Exercise directions - Read the data and repeat it in full, exactly.

Information given -
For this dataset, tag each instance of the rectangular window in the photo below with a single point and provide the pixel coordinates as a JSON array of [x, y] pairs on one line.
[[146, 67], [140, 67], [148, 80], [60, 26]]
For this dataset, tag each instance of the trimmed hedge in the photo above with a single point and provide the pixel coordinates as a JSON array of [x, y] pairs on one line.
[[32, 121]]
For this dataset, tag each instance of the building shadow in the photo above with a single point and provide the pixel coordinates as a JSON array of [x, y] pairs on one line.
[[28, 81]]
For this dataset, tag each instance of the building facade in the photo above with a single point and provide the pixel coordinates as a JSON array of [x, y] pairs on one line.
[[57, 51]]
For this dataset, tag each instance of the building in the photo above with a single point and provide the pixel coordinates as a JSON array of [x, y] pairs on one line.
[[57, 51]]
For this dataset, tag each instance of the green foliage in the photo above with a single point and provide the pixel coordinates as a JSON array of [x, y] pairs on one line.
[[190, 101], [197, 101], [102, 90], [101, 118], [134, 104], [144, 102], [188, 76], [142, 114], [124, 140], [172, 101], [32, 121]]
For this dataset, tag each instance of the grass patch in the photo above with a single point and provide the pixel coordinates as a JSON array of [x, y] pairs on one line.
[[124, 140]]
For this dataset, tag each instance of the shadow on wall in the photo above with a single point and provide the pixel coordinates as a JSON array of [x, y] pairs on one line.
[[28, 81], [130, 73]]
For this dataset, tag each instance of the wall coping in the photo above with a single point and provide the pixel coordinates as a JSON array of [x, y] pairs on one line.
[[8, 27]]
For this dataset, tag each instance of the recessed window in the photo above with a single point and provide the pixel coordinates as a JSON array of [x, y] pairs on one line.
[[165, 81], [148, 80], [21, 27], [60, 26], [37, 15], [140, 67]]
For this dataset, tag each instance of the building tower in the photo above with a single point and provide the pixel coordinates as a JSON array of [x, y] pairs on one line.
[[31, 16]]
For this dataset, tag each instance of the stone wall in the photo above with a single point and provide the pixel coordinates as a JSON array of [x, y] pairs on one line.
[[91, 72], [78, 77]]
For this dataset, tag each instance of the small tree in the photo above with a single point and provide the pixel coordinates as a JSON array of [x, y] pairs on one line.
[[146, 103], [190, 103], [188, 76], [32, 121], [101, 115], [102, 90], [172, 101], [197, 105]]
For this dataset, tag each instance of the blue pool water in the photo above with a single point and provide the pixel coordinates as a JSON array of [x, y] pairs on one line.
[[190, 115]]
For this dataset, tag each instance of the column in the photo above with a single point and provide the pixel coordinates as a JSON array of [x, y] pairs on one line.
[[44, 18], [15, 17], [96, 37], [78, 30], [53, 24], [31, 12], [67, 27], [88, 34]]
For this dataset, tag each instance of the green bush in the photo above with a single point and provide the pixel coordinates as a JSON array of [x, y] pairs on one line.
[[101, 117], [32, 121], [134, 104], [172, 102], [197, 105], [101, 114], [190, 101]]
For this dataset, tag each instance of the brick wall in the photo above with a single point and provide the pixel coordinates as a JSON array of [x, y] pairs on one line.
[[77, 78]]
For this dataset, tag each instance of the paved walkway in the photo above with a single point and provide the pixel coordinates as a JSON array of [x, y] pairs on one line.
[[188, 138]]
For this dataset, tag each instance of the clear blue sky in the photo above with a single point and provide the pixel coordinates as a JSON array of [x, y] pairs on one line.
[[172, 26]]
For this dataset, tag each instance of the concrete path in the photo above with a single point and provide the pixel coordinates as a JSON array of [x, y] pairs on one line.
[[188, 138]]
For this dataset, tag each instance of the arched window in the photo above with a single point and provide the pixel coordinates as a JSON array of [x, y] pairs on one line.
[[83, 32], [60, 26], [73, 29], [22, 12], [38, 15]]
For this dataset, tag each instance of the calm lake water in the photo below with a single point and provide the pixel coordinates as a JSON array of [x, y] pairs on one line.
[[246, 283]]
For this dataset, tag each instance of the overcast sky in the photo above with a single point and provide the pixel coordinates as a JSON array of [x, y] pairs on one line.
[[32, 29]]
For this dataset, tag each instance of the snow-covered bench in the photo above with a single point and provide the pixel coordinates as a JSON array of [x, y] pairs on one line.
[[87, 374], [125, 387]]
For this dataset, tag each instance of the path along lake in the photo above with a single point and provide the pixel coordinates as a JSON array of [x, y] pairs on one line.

Answer to this exercise -
For this dataset, tag each instance of the rectangular window in the photo below with a single point and provide the pixel coordinates as a JSON array of [x, y] pairs on one line.
[[146, 67], [140, 67], [148, 80], [60, 26]]
For this dataset, tag each instance of the trimmed hedge in the photo above with a single point and provide the pixel coordinates as a JSON array of [x, y] pairs on one line.
[[32, 121]]
For this dataset, tag each instance of the building shadow in the photo above with a single point and provide the pixel coordinates as a JSON array of [x, y] pairs on one line.
[[28, 81]]
For this dataset, tag each instance of the building facade in the photo above with a single point and provide the pixel coordinates as a JSON array of [x, y] pairs on one line.
[[57, 51]]
For this dataset, tag each instance of the building in the photo above with a single point and provide the pixel coordinates as a JSON array of [x, y] pairs on one line.
[[57, 51]]
For this dataset, tag each instance of the green foliage in the photo above with a single point and provide the pixel coordinates as a JSON array of [x, y] pairs on one line.
[[190, 101], [197, 101], [102, 90], [101, 118], [134, 104], [144, 102], [188, 76], [142, 114], [124, 140], [172, 101], [32, 121]]
For this dataset, tag each instance of the grass patch in the photo above with a single point and provide the pixel coordinates as a JSON array of [x, y] pairs on one line.
[[124, 140]]
For this dataset, tag each instance of the shadow on wall in the photo above with a single point and provide the pixel coordinates as a JSON array of [x, y] pairs on one line.
[[28, 81], [130, 73]]
For this dataset, tag each instance of the wall coping in the photo above with a single point and provide the pixel coordinates as a JSON array of [x, y] pairs on one line.
[[8, 27]]
For this dataset, tag each instance of the recessed window in the photo above with a single point and provide the pixel coordinates as a JSON array of [x, y] pairs on one line.
[[165, 81], [148, 80], [21, 27], [60, 26], [37, 15], [140, 67]]
For this dataset, tag each instance of the building tower in the photo above with a single point and provide the pixel coordinates as a JSON array of [x, y] pairs on one line.
[[31, 16]]
For this dataset, tag each instance of the stone wall in the photo above with a single point and provide the pixel coordinates as a JSON array of [x, y] pairs on one line.
[[91, 72], [78, 77]]
For this dataset, tag each instance of the small tree in the photo above with a single point and provide the pixel coordinates as a JSON array of [x, y] pairs on one line.
[[146, 103], [190, 103], [188, 76], [32, 121], [101, 115], [102, 90], [172, 101], [197, 105]]
For this dataset, tag each instance of the blue pool water in the photo above with a single point and provide the pixel coordinates as a JSON array of [x, y] pairs on one line.
[[190, 115]]
For this dataset, tag each instance of the column in the photo above with a single point and provide the pixel coordinates as a JSON array of [x, y] pairs on one line.
[[44, 18], [15, 17], [96, 37], [78, 30], [53, 24], [31, 12], [67, 27], [88, 34]]
For this dataset, tag each instance of the green bush in the photo above with a single point and provide the pixel coordinates as a JSON array of [x, y] pairs on one line.
[[101, 117], [32, 121], [134, 104], [172, 102], [197, 105], [101, 114], [190, 101]]
For this dataset, tag each instance of the brick wall in the photo above with a single point and provide the pixel coordinates as a JSON array of [x, y] pairs on one line.
[[77, 78]]
For this dataset, tag each instance of the paved walkway in the photo above with a single point and provide the pixel coordinates as a JSON array of [x, y] pairs on one line.
[[188, 138]]
For this dataset, tag each instance of the clear blue sky in the photo above with a single point and provide the pixel coordinates as a JSON array of [x, y] pairs on one line.
[[172, 26]]
For this dataset, tag each instance of the concrete path in the photo above with a single point and provide the pixel coordinates as a JSON array of [x, y] pairs on one line.
[[188, 138]]
For this dataset, tag each instance of the arched window in the photo above with a single point and provide the pixel coordinates as a JSON array of [x, y] pairs on one line.
[[83, 32], [60, 26], [73, 29], [22, 12], [38, 15]]
For this dataset, tag each instance of the calm lake water in the photo below with a single point and provide the pixel coordinates as a JSON array of [x, y] pairs on one line.
[[246, 283]]
For this dataset, tag each instance of the overcast sky in the photo above with a single point and provide the pixel coordinates as a JSON array of [x, y] pairs on one line.
[[32, 29]]
For this dataset, tag each instance of the snow-covered bench in the photo above with a single point and provide the pixel coordinates as a JSON array of [x, y] pairs on one line.
[[87, 374], [125, 387]]
For this dataset, tag each instance of the path along lake in the photo above with a single point and provide the pixel coordinates as a JSON array of [x, y] pairs on one line.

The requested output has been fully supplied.